**WHAT THE EXERCISE ASKS**
Can you copy the records below word for word, starting at the beginning of the records and ending with the line that contains "box: [67, 253, 80, 264]", with both of those lines included? Leave the pictures out of your copy.

**Stored records**
===
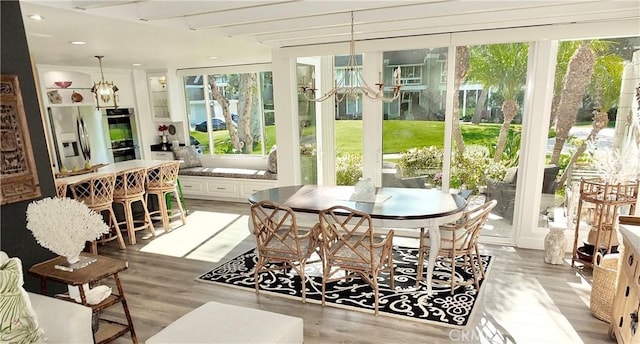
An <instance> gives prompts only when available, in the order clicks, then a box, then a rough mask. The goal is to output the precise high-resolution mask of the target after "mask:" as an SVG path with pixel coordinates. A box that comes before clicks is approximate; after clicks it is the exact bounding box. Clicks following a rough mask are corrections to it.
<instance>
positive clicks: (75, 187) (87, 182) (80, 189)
mask: <svg viewBox="0 0 640 344" xmlns="http://www.w3.org/2000/svg"><path fill="white" fill-rule="evenodd" d="M115 181H116V175H115V174H113V173H111V174H105V175H101V176H97V177H92V178H89V179H85V180H81V181H79V182H77V183H74V184H71V185H70V186H69V187H70V189H71V194H72V195H73V198H75V199H76V200H78V201H79V202H84V204H86V205H87V207H89V208H93V209H97V208H110V207H111V203H113V189H114V186H115Z"/></svg>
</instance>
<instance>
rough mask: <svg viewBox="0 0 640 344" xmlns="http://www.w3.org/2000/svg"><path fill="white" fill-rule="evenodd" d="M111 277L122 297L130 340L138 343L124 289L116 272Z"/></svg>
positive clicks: (134, 343) (133, 342) (135, 342)
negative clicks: (114, 279) (114, 280)
mask: <svg viewBox="0 0 640 344" xmlns="http://www.w3.org/2000/svg"><path fill="white" fill-rule="evenodd" d="M113 278H114V279H115V280H116V286H117V287H118V293H119V294H120V297H121V298H122V301H121V302H122V308H123V309H124V315H125V316H126V317H127V323H128V324H129V330H130V331H131V340H132V341H133V343H134V344H138V337H136V331H135V330H134V329H133V321H132V320H131V314H129V306H127V299H126V298H125V297H124V290H122V284H121V283H120V278H119V277H118V273H115V274H113Z"/></svg>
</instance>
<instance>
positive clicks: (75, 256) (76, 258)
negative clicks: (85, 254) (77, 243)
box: [67, 253, 80, 264]
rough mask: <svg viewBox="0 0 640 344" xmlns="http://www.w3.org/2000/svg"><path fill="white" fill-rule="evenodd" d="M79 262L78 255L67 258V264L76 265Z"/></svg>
mask: <svg viewBox="0 0 640 344" xmlns="http://www.w3.org/2000/svg"><path fill="white" fill-rule="evenodd" d="M79 261H80V253H77V254H75V255H73V256H68V257H67V262H68V263H69V264H75V263H77V262H79Z"/></svg>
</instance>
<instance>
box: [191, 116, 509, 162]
mask: <svg viewBox="0 0 640 344" xmlns="http://www.w3.org/2000/svg"><path fill="white" fill-rule="evenodd" d="M500 126H501V124H495V123H482V124H477V125H474V124H462V136H463V137H464V141H465V144H480V145H487V146H490V145H494V144H496V140H497V137H498V134H499V132H500ZM335 127H336V144H337V151H338V152H341V153H347V152H361V151H362V121H336V122H335ZM512 128H515V129H519V128H520V126H519V125H512ZM313 129H314V128H306V129H305V133H307V132H312V130H313ZM383 133H384V143H383V147H384V153H385V154H389V153H400V152H403V151H406V150H408V149H410V148H412V147H423V146H436V147H443V146H444V122H437V121H397V120H386V121H384V126H383ZM191 135H192V136H193V137H195V138H196V139H197V140H198V141H200V143H202V144H204V145H206V144H207V143H208V139H207V133H202V132H198V131H192V132H191ZM213 138H214V141H215V143H222V142H225V141H227V140H228V139H229V134H228V133H227V131H226V130H220V131H216V132H214V133H213ZM271 142H275V126H268V127H267V150H269V149H270V148H271V145H272V144H271ZM258 150H259V148H258Z"/></svg>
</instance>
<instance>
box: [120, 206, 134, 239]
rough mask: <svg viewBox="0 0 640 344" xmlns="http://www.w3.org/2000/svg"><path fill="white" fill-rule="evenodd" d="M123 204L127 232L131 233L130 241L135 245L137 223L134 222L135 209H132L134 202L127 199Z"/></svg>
mask: <svg viewBox="0 0 640 344" xmlns="http://www.w3.org/2000/svg"><path fill="white" fill-rule="evenodd" d="M122 206H124V215H125V217H126V223H127V233H129V243H130V244H131V245H135V244H136V229H135V226H136V225H135V223H134V222H133V211H132V210H131V206H132V202H131V201H130V200H125V201H124V203H122Z"/></svg>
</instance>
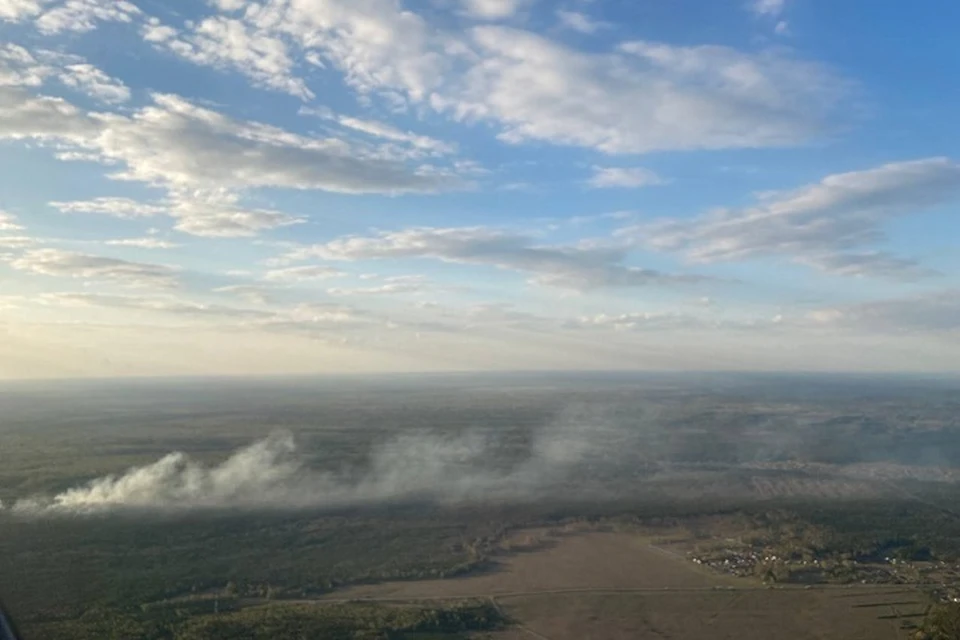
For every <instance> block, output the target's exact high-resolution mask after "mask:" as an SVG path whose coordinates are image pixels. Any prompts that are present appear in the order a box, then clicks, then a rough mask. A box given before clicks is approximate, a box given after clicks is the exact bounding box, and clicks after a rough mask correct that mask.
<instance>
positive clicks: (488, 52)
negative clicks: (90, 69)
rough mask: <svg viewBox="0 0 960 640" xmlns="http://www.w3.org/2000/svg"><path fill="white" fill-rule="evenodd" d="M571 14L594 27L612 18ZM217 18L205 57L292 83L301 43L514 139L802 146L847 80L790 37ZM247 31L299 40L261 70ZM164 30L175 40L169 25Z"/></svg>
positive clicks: (189, 52)
mask: <svg viewBox="0 0 960 640" xmlns="http://www.w3.org/2000/svg"><path fill="white" fill-rule="evenodd" d="M522 4H523V3H519V2H516V1H513V0H511V1H507V2H503V1H501V0H485V1H483V2H479V1H478V2H477V3H476V5H477V6H476V7H474V8H475V9H476V10H477V15H480V16H487V17H489V18H498V17H506V16H510V15H513V14H514V12H515V11H516V10H517V8H518V7H519V6H520V5H522ZM230 10H231V12H232V10H233V7H232V6H231V7H230ZM576 15H578V16H579V14H576ZM566 17H567V19H568V21H570V22H571V24H572V25H574V26H577V27H579V28H582V29H586V30H589V29H594V28H596V27H597V26H599V24H600V23H593V22H589V21H587V20H586V19H585V18H584V17H582V16H580V19H576V18H574V14H572V13H570V14H569V15H567V16H566ZM209 21H210V24H216V25H219V26H217V27H216V28H215V29H214V28H211V30H212V31H214V32H216V33H218V34H220V35H218V36H217V38H216V40H215V43H214V44H211V45H210V47H211V50H209V51H208V50H207V48H206V45H204V46H201V45H199V44H191V45H190V46H189V47H186V48H185V49H184V50H183V52H182V53H184V54H185V55H187V56H188V57H190V59H192V60H193V61H194V62H197V63H198V64H205V65H212V66H224V65H225V64H226V65H232V66H235V67H237V68H239V69H240V70H241V71H243V72H245V73H248V74H255V75H256V74H260V73H261V71H263V74H264V75H263V77H262V78H260V80H257V79H256V78H255V80H256V81H257V82H259V83H260V84H264V83H265V82H269V81H273V80H277V81H280V82H286V81H287V80H289V79H290V78H291V77H292V76H291V75H290V70H291V65H290V64H289V61H290V60H291V59H292V58H293V55H292V52H293V51H294V49H296V50H298V51H299V53H300V54H301V56H302V58H303V59H304V60H306V61H308V62H310V64H319V65H323V66H333V67H335V68H337V69H339V70H340V71H341V72H342V73H343V74H344V76H345V80H346V82H347V84H349V85H350V86H352V87H353V88H354V89H356V90H357V91H358V92H359V93H360V94H361V96H360V97H361V99H365V98H366V97H367V96H369V95H370V94H374V93H375V94H377V95H379V96H380V97H381V98H383V100H384V101H386V102H387V103H388V104H389V105H390V106H391V107H392V108H399V109H403V108H406V107H408V106H410V104H416V105H427V106H430V107H432V108H434V109H435V110H437V111H440V112H442V113H446V114H449V115H451V116H452V117H454V118H456V119H460V120H485V121H489V122H493V123H495V124H497V125H499V126H500V127H502V129H503V131H502V133H501V138H502V139H503V140H506V141H508V142H513V143H519V142H522V141H528V140H540V141H548V142H551V143H554V144H564V145H576V146H583V147H590V148H595V149H599V150H601V151H605V152H608V153H644V152H650V151H658V150H682V149H720V148H742V147H746V148H750V147H767V146H781V145H792V144H797V143H799V142H803V141H806V140H809V139H810V138H811V137H814V136H817V135H819V134H821V133H823V132H824V131H825V129H826V128H827V122H828V120H829V116H831V115H832V114H833V112H834V108H835V106H836V104H837V102H838V101H839V99H840V98H841V97H842V96H843V95H844V94H845V93H846V89H847V86H846V84H845V83H843V82H841V81H839V80H838V79H837V78H836V77H835V76H834V75H833V74H832V73H830V72H829V71H828V70H826V69H825V68H824V67H822V66H820V65H817V64H813V63H805V62H802V61H798V60H796V59H793V58H791V57H789V55H787V54H786V53H784V52H783V51H781V50H770V51H763V52H759V53H745V52H741V51H738V50H735V49H732V48H729V47H723V46H692V47H680V46H671V45H667V44H659V43H651V42H643V41H634V42H626V43H621V44H620V45H619V46H617V47H616V48H615V49H614V50H613V51H611V52H608V53H591V52H584V51H578V50H575V49H571V48H568V47H565V46H563V45H561V44H559V43H557V42H554V41H551V40H549V39H547V38H545V37H542V36H538V35H535V34H533V33H531V32H528V31H522V30H518V29H511V28H507V27H503V26H495V25H485V26H478V27H474V28H472V29H470V30H468V31H467V32H466V33H462V32H454V31H444V30H442V29H440V28H436V27H433V26H431V25H429V24H428V23H427V22H426V21H425V20H424V19H423V18H422V17H421V16H419V15H417V14H415V13H413V12H412V11H408V10H405V9H403V8H402V6H401V5H400V3H398V2H396V1H395V0H362V1H355V0H298V1H297V2H288V1H286V0H265V1H264V2H263V3H249V4H248V5H246V10H245V11H244V12H243V14H242V17H233V15H232V14H231V16H230V17H227V16H219V17H216V18H210V19H209ZM241 23H242V24H241ZM227 24H230V25H233V26H231V27H229V28H227V27H226V26H224V25H227ZM152 26H155V25H152ZM234 32H236V34H239V35H236V39H237V41H238V42H239V41H243V42H246V41H249V40H257V41H259V40H261V39H262V40H263V41H264V42H277V44H276V49H275V50H276V51H277V52H280V51H281V48H280V47H281V43H288V44H289V50H288V49H287V48H283V49H282V53H283V55H282V56H281V55H279V53H277V55H276V56H275V57H271V56H266V57H265V58H264V60H263V62H262V63H263V64H270V69H269V70H259V68H258V67H257V65H258V64H261V62H260V61H259V60H258V61H257V62H251V63H248V62H246V61H245V60H243V59H242V58H243V56H244V55H246V53H245V52H246V51H248V50H249V49H250V47H238V48H236V49H238V50H237V51H236V52H234V49H235V48H234V47H232V46H230V45H229V40H230V38H232V37H233V36H232V35H231V36H230V37H228V35H227V34H232V33H234ZM186 37H187V38H189V37H193V36H186ZM156 39H157V40H158V41H161V42H167V43H171V42H175V41H174V40H173V39H172V37H170V35H169V34H162V35H157V36H156ZM176 42H185V40H183V39H181V40H177V41H176ZM177 46H181V45H177ZM284 46H285V45H284ZM271 51H273V49H271ZM271 60H273V61H274V62H270V61H271ZM258 77H259V76H258ZM274 88H277V87H274ZM294 93H296V91H294ZM367 129H368V130H369V127H367Z"/></svg>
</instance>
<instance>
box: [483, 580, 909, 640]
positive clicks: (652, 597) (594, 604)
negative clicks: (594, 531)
mask: <svg viewBox="0 0 960 640" xmlns="http://www.w3.org/2000/svg"><path fill="white" fill-rule="evenodd" d="M497 602H498V603H499V604H500V606H501V607H502V609H503V610H504V611H505V612H506V613H507V615H509V616H511V617H512V618H514V619H516V620H518V621H519V622H520V625H521V627H520V628H517V629H511V630H509V631H506V632H503V633H500V634H497V637H498V638H501V639H502V640H530V639H531V638H541V639H543V638H548V639H549V640H657V639H663V638H671V639H672V640H703V639H705V638H709V639H710V640H770V639H771V638H790V639H791V640H794V639H796V640H807V639H810V640H814V639H827V638H829V639H830V640H885V639H889V640H903V639H904V638H907V637H908V636H909V633H910V632H909V630H908V629H905V628H903V624H904V623H907V624H910V623H918V622H919V621H920V620H921V619H922V617H923V613H924V609H925V604H924V601H923V598H922V596H921V594H919V593H918V592H917V591H914V590H905V589H874V588H869V589H856V590H841V589H811V590H796V589H790V590H778V589H759V590H757V589H753V590H737V591H696V592H692V591H686V592H678V591H668V592H663V593H654V592H651V593H603V594H601V593H580V594H555V595H549V596H543V595H532V596H513V597H509V598H498V599H497Z"/></svg>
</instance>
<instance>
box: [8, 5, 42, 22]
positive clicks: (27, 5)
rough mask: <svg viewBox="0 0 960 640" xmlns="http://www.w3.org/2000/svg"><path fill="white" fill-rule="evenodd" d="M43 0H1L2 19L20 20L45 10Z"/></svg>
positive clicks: (33, 16) (26, 17) (30, 16)
mask: <svg viewBox="0 0 960 640" xmlns="http://www.w3.org/2000/svg"><path fill="white" fill-rule="evenodd" d="M44 4H45V2H44V1H43V0H0V21H6V22H19V21H21V20H24V19H26V18H32V17H34V16H36V15H38V14H39V13H40V11H42V10H43V5H44Z"/></svg>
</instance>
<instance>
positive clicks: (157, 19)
mask: <svg viewBox="0 0 960 640" xmlns="http://www.w3.org/2000/svg"><path fill="white" fill-rule="evenodd" d="M179 33H180V32H179V31H177V30H176V29H174V28H173V27H171V26H169V25H165V24H163V23H161V22H160V20H159V19H157V18H153V17H151V18H148V19H147V21H146V22H145V23H144V24H143V26H142V27H141V28H140V35H142V36H143V39H144V40H146V41H147V42H150V43H153V44H161V43H164V42H167V41H169V40H172V39H174V38H176V37H177V35H178V34H179Z"/></svg>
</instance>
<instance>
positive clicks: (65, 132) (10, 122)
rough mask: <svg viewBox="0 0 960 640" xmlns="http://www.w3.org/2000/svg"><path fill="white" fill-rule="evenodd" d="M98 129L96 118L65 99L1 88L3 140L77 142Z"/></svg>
mask: <svg viewBox="0 0 960 640" xmlns="http://www.w3.org/2000/svg"><path fill="white" fill-rule="evenodd" d="M98 129H99V124H98V123H97V122H96V121H95V120H94V119H93V118H91V117H90V116H88V115H87V114H85V113H83V112H82V111H80V110H79V109H77V108H76V107H75V106H73V105H72V104H70V103H68V102H66V101H65V100H62V99H60V98H51V97H48V96H38V97H35V96H31V95H30V94H28V93H26V92H24V91H23V90H22V89H19V88H15V87H0V138H13V139H22V138H37V139H42V140H48V139H60V140H64V141H69V142H76V141H80V140H85V139H87V138H88V137H89V136H91V135H95V134H96V132H97V131H98Z"/></svg>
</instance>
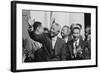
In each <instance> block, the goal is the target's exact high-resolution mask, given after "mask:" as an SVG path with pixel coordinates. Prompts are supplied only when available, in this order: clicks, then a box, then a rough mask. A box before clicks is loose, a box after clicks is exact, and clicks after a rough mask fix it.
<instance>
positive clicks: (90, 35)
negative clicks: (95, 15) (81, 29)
mask: <svg viewBox="0 0 100 73" xmlns="http://www.w3.org/2000/svg"><path fill="white" fill-rule="evenodd" d="M85 36H86V37H87V38H91V29H90V27H87V28H86V30H85Z"/></svg>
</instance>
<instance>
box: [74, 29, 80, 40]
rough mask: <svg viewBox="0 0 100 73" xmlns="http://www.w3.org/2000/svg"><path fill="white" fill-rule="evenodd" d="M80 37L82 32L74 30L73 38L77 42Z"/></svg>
mask: <svg viewBox="0 0 100 73" xmlns="http://www.w3.org/2000/svg"><path fill="white" fill-rule="evenodd" d="M79 37H80V30H79V29H74V30H73V38H74V40H77V39H78V38H79Z"/></svg>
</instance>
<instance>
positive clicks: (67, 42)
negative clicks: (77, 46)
mask: <svg viewBox="0 0 100 73" xmlns="http://www.w3.org/2000/svg"><path fill="white" fill-rule="evenodd" d="M61 36H62V39H63V40H64V41H65V43H66V45H67V43H68V42H69V41H70V40H71V39H72V38H71V36H70V28H69V26H67V25H64V26H63V28H62V30H61ZM69 59H70V51H69V49H68V48H66V60H69Z"/></svg>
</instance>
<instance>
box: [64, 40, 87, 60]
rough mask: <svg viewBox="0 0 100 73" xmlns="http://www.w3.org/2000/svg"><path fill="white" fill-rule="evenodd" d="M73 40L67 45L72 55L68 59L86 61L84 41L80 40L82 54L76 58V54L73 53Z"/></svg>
mask: <svg viewBox="0 0 100 73" xmlns="http://www.w3.org/2000/svg"><path fill="white" fill-rule="evenodd" d="M73 42H74V41H73V40H71V41H69V42H68V43H67V44H66V46H67V47H66V48H67V49H68V50H69V52H70V55H69V57H68V59H69V60H80V59H84V47H85V45H84V41H83V40H82V39H80V41H79V46H80V47H81V48H82V54H77V57H75V56H74V53H73V49H74V46H73Z"/></svg>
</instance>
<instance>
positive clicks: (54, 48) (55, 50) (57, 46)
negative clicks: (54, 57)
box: [54, 37, 59, 54]
mask: <svg viewBox="0 0 100 73" xmlns="http://www.w3.org/2000/svg"><path fill="white" fill-rule="evenodd" d="M58 45H59V38H58V37H57V40H56V43H55V46H54V50H55V54H56V53H57V50H58V47H59V46H58Z"/></svg>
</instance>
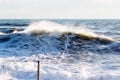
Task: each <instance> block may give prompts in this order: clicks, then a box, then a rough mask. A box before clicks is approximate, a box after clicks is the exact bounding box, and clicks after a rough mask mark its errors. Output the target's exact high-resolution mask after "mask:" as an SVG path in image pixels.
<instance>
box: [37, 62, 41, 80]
mask: <svg viewBox="0 0 120 80" xmlns="http://www.w3.org/2000/svg"><path fill="white" fill-rule="evenodd" d="M37 63H38V67H37V80H40V61H37Z"/></svg>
===
**EXPECTED OUTPUT**
An <instance> gives prompts only when available, in the order clicks, then a box, then a rough mask. The goal is to output the precise high-resolution mask of the target after "mask:" as an SVG path with pixel coordinates. A box that comes before clicks is approximate; after clicks it is the exact bounding box. Clicks following a rough mask are corrections to it.
<instance>
positive clicks: (75, 187) (87, 182) (80, 189)
mask: <svg viewBox="0 0 640 344" xmlns="http://www.w3.org/2000/svg"><path fill="white" fill-rule="evenodd" d="M115 181H116V175H115V174H113V173H111V174H105V175H101V176H97V177H92V178H89V179H85V180H81V181H79V182H77V183H74V184H71V185H70V186H69V187H70V189H71V194H72V195H73V198H75V199H76V200H78V201H79V202H84V204H86V205H87V207H89V208H93V209H97V208H110V207H111V203H113V189H114V186H115Z"/></svg>
</instance>
<instance>
rough mask: <svg viewBox="0 0 640 344" xmlns="http://www.w3.org/2000/svg"><path fill="white" fill-rule="evenodd" d="M111 277L122 297L130 340L138 343L124 289L116 272Z"/></svg>
positive clicks: (134, 343) (133, 342) (135, 342)
negative clicks: (114, 279) (114, 280)
mask: <svg viewBox="0 0 640 344" xmlns="http://www.w3.org/2000/svg"><path fill="white" fill-rule="evenodd" d="M113 278H114V279H115V280H116V286H117V287H118V293H119V294H120V297H121V298H122V301H121V302H122V308H123V309H124V315H125V316H126V317H127V323H128V324H129V330H130V331H131V340H132V341H133V343H134V344H138V337H136V331H135V330H134V329H133V321H132V320H131V314H129V306H127V299H126V298H125V297H124V290H122V284H121V283H120V278H119V277H118V273H115V274H113Z"/></svg>
</instance>
<instance>
positive clicks: (75, 256) (76, 258)
negative clicks: (85, 254) (77, 243)
box: [67, 253, 80, 264]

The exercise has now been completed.